_Your tasks_.
**A)** Reproduce the passage on the Sona and South Africa's economy, starting with "Investec’s chief economist" and going on through "and crime/corruption fighting.".
**B)** List every geographic place named in the passage on the Sona and South Africa's economy, in the order they first appear.
[Opening Selected passage section]
Investec’s chief economist Annabel Bishop said that the Sona will signal the continuation of state private sector partnerships in electricity, freight and crime/corruption fighting.

“This year’s Sona is likely to show more populism creeping in, particularly on the healthcare side.

“The impending NHI Act seeks to eradicate private sector healthcare, with the majority provided by the state, which has ranked among the worst healthcare providers for many years in the World Bank’s global competitiveness survey.

“With the most likely emigration of most private sector doctors and specialists under the NHI, business leaders, skilled workers and entrepreneurs would in the main emigrate too, and international tourism collapse under state healthcare as the only option.”

Meanwhile, Mavuso went on to say that in the president’s speech last year, he made limited comment on South Africa’s logistics system.

“He did note that underperforming rail and ports would be addressed. But the logistics crisis has rapidly worsened as the performance of rail and ports has deteriorated.

“Jobs are being lost simply because miners and others cannot get their output to ports. We are right now watching shipping traffic – diverted around Africa because of the Red Sea crisis – pass us by, choosing Walvis Bay or Maputo, because our ports are incapable of providing a decent service to them,” the BLSA CEO said.

“The logistics crisis has seen a galvanised response from business and the government, with the establishment of the National Logistics Crisis Committee modelled after Necom.

“It has already produced a logistics roadmap that represents the best thinking on how to improve our logistics performance.

“But it now needs focused attention on implementation, ensuring all parties, particularly Transnet, are aligned in doing so. The president can add the political momentum necessary to accelerate progress,” she further stated.
[Closing Selected passage section]
[Opening Dataset records section]
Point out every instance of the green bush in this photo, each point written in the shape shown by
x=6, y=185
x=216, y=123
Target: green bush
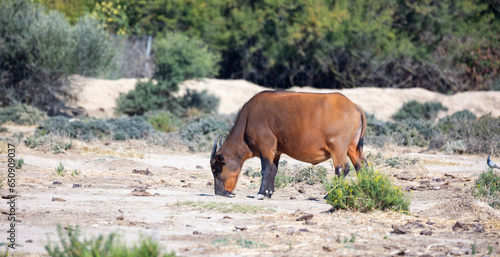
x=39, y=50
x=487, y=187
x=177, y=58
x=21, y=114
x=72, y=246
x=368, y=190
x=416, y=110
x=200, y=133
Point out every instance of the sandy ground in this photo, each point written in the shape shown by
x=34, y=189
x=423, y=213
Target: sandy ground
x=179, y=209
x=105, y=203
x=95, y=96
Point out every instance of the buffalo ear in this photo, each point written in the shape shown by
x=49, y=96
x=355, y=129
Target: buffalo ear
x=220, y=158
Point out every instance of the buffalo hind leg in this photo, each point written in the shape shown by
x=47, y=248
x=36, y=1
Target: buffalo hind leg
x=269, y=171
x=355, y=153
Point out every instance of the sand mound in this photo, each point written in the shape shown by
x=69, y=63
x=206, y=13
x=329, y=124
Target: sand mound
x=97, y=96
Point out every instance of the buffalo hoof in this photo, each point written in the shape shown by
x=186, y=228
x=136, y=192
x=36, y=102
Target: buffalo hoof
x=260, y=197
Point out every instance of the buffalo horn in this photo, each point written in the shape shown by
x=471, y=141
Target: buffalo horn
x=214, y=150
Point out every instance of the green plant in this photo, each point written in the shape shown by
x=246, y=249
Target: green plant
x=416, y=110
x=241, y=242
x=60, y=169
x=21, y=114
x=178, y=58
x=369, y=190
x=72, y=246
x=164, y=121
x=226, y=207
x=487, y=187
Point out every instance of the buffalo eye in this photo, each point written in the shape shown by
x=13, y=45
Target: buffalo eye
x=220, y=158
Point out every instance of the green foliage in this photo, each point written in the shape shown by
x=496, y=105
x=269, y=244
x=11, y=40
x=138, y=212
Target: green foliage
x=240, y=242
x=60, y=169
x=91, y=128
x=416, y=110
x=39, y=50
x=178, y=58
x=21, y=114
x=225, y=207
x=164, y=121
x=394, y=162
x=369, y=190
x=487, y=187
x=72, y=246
[Closing Dataset records section]
[Opening Dataset records section]
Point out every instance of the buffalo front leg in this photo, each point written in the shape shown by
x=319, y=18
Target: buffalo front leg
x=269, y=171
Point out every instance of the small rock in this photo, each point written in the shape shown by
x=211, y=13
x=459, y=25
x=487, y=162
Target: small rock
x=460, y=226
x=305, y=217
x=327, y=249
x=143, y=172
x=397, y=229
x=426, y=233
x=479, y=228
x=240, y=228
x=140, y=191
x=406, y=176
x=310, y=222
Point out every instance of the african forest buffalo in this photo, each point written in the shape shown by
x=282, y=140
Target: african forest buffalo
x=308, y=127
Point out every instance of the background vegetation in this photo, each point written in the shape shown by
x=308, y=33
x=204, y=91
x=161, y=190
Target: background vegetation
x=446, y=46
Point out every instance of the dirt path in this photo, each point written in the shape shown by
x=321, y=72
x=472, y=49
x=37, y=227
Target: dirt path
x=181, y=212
[Closing Dataset records section]
_Outputs by task_.
**A)**
Investec’s chief economist Annabel Bishop said that the Sona will signal the continuation of state private sector partnerships in electricity, freight and crime/corruption fighting.

**B)**
South Africa
Africa
Red Sea
Walvis Bay
Maputo